> **YOUR INSTRUCTIONS**
Update the data from the line that contains "of the dirt" through the end of the data by changing "yellow" to "orange", and give those lines back with nothing else altered.

____ INPUT

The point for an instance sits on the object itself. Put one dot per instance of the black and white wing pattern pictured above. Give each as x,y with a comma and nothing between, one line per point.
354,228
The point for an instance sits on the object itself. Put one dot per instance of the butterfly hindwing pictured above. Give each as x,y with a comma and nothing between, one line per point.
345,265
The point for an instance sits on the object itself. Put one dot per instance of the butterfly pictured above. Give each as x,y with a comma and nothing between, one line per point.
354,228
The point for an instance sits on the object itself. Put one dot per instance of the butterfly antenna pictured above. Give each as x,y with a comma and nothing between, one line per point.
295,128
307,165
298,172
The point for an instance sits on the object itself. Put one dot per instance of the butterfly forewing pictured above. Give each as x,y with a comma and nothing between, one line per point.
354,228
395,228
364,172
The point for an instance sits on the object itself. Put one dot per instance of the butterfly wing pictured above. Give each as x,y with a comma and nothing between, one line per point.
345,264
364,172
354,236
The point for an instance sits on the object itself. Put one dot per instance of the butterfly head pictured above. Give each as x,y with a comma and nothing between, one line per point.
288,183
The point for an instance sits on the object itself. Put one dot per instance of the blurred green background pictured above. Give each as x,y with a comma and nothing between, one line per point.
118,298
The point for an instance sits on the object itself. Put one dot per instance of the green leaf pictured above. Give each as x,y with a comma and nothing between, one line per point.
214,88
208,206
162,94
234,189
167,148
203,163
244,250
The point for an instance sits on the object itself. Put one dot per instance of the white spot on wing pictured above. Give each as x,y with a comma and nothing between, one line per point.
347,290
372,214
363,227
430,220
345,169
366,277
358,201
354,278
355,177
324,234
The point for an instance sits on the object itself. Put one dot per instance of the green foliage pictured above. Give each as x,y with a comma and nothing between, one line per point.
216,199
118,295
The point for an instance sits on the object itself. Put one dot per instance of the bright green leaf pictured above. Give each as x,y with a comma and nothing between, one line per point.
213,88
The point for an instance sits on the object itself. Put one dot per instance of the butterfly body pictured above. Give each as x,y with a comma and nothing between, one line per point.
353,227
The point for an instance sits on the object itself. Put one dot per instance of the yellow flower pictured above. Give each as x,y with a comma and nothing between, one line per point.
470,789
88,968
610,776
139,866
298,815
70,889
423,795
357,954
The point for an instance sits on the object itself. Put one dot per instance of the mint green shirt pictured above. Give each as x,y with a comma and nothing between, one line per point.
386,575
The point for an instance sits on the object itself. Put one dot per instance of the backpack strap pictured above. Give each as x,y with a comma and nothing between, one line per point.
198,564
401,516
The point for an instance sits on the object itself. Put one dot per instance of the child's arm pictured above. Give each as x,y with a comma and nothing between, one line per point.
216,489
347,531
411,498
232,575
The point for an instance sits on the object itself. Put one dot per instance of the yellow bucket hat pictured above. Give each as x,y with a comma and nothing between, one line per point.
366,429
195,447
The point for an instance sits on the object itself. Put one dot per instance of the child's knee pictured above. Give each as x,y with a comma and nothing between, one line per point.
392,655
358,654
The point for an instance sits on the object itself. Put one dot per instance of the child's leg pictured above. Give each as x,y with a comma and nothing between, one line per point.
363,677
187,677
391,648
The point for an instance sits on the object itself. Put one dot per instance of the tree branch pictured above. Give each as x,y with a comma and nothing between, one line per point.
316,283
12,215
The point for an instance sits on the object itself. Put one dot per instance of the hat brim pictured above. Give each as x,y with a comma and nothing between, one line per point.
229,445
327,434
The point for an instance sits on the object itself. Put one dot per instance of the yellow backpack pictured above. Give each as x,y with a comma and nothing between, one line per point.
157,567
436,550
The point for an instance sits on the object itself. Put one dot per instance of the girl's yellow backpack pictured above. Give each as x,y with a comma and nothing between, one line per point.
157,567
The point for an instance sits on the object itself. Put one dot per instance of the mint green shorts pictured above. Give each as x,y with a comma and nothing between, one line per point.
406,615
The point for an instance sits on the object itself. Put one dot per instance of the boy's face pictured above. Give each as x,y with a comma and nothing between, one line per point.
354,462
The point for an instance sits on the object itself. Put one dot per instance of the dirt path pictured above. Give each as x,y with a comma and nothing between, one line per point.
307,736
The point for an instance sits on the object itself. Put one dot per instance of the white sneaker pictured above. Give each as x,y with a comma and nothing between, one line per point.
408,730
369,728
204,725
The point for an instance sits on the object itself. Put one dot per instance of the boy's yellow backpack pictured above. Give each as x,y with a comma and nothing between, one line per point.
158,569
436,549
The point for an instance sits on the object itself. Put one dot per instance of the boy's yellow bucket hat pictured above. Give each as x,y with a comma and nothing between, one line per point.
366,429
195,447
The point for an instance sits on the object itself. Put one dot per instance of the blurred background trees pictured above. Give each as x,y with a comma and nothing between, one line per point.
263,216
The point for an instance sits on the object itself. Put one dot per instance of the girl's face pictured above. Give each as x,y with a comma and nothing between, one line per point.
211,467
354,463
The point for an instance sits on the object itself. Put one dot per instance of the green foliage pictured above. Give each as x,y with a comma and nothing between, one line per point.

________

> **OUTPUT**
The point for an instance sits on the object itself. Put one dot per instance of the dirt path pictured above. Give each as x,y with a comma and nothing between, one line per point.
307,736
The point for an instance sits on the object itself. Put one dot per instance of the white sneaker pictured above. Give each as x,y with a comma and nothing between, one line per point.
408,730
369,728
204,725
The point for an instance sits on the object itself. Put one dot per instance of the boy's orange backpack pictured above. Give each as x,y with a comma and nothing between, one line per point.
158,569
436,549
The point for an instance sits on the object itself. Put one dot per instance of the boy's orange bucket hat pictured above. Give each as x,y with a comma and nothing between, one line per point.
366,429
195,447
The point for an instance sits on the object itself. Put one dot per instance of the blurred background trees pictured above. Give each as x,y with a comma and nothing between, one line per point.
263,216
The point for an instance sits on the object itself. Put one dot per instance of the girl's face pictured above. Give each as x,y with a comma and nothing between, one line per point.
211,467
354,463
The point for an instance sits on the object itself. Put one dot per instance of the green foliage pictured above. Give each as x,y with a comma and nothing between, one line per point.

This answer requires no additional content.